■ WHAT THE TASK REQUIRES
You are to retype all of the data exactly as it appears.

begin STORED DATA

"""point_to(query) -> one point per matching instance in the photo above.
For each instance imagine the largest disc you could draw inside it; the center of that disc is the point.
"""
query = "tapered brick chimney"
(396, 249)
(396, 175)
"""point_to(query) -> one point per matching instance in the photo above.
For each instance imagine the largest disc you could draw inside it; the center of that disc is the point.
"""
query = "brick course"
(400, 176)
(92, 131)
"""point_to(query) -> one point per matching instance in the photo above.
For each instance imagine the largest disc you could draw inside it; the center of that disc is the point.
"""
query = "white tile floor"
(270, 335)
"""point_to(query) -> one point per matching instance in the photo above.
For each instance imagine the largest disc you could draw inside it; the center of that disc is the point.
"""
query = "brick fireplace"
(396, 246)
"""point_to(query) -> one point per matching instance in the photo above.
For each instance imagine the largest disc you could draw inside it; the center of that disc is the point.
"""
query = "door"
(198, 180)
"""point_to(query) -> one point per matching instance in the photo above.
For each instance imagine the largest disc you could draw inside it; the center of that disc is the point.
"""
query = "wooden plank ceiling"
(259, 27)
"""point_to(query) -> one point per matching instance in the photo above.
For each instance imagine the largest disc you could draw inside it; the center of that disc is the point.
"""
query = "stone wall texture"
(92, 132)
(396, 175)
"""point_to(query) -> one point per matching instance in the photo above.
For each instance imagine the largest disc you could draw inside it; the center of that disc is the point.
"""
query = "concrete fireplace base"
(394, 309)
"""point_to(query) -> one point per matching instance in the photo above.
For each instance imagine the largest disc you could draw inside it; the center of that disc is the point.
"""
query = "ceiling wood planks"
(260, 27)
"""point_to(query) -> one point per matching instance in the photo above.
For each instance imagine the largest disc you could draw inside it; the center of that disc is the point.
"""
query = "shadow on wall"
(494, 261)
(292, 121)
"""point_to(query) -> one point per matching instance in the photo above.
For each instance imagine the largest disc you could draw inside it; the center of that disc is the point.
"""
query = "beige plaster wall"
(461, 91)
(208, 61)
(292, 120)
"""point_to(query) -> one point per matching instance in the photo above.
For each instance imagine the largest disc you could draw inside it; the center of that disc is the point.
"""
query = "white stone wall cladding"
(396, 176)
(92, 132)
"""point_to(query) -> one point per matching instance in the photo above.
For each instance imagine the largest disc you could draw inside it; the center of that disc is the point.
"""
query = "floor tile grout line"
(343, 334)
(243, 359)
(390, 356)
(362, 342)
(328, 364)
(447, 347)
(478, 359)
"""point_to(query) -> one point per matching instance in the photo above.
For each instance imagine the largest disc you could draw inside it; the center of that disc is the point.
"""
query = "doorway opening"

end STORED DATA

■ COMPLETE OUTPUT
"""point_to(query) -> one point per matching instance in the photo above.
For each instance imagine the largest disc you could draw inside it; the center of that disc is the point.
"""
query = "tapered brick chimney"
(396, 249)
(396, 175)
"""point_to(query) -> one point per matching instance in the photo above.
For each instance imagine the largest disc you could draw inside it; the center of that disc is the point.
"""
query = "brick course"
(400, 176)
(92, 131)
"""point_to(query) -> one point per matching instance in the photo above.
For each instance imagine the largest disc you could draw inside it; the center of that disc is the point.
"""
query = "white tile floor"
(270, 335)
"""point_to(query) -> one point per matching instance in the photo above.
For each instance imagine the largest disc you could draw inside it; the center of that disc is the point.
"""
query = "brick fireplace"
(396, 246)
"""point_to(query) -> one point per matching instance in the photo above.
For each instance imagine the largest disc you could draw inside it; the center of that disc is the point.
"""
query = "door"
(198, 180)
"""point_to(query) -> one point per matching instance in the photo above.
For each instance imagine the largest disc you could draw inside it; the center of that disc is the point.
"""
query = "wooden plank ceiling"
(259, 27)
"""point_to(query) -> one point per matching instance in the photo above.
For each instance imagine the largest disc you could draw inside it; the center of that disc is the point.
"""
query = "stone wall texture"
(92, 132)
(396, 175)
"""point_to(query) -> one point per matching instance in the photo above.
For each instance imagine the largest disc you could draw inside it; the center of that disc is the point.
"""
query = "concrete fireplace base"
(394, 309)
"""point_to(query) -> one point per matching instance in the photo above.
For each instance imagine the largest disc you could draw inside it; the center of that disc is the point.
"""
query = "ceiling wood planks"
(260, 27)
"""point_to(query) -> one point per matching instance in the photo above.
For each instance imagine the largest disc you could draw inside it; the center of that disc is the point.
"""
query = "shadow on wall"
(494, 261)
(292, 121)
"""point_to(query) -> one point per matching instance in the photo above.
For each instance imagine the largest disc you could draw inside it; the center of that disc is the point.
"""
query = "beige plaster wall"
(461, 91)
(208, 61)
(292, 120)
"""point_to(query) -> one point per matching instance in the photo above.
For each instance imagine the largest disc you could draw inside it; the center of that disc is the point.
"""
query = "white stone wall cladding"
(396, 176)
(92, 132)
"""point_to(query) -> one point per matching instance in the photo above.
For each instance imagine the largest disc you could draw inside it; the center of that disc is the point.
"""
query = "floor tile grout line"
(343, 334)
(243, 359)
(390, 356)
(362, 342)
(328, 364)
(447, 347)
(478, 359)
"""point_to(query) -> one point per matching instance in the photo above.
For each instance imagine the largest disc you could draw inside it; the center of that disc is the point.
"""
query = "doorway opening"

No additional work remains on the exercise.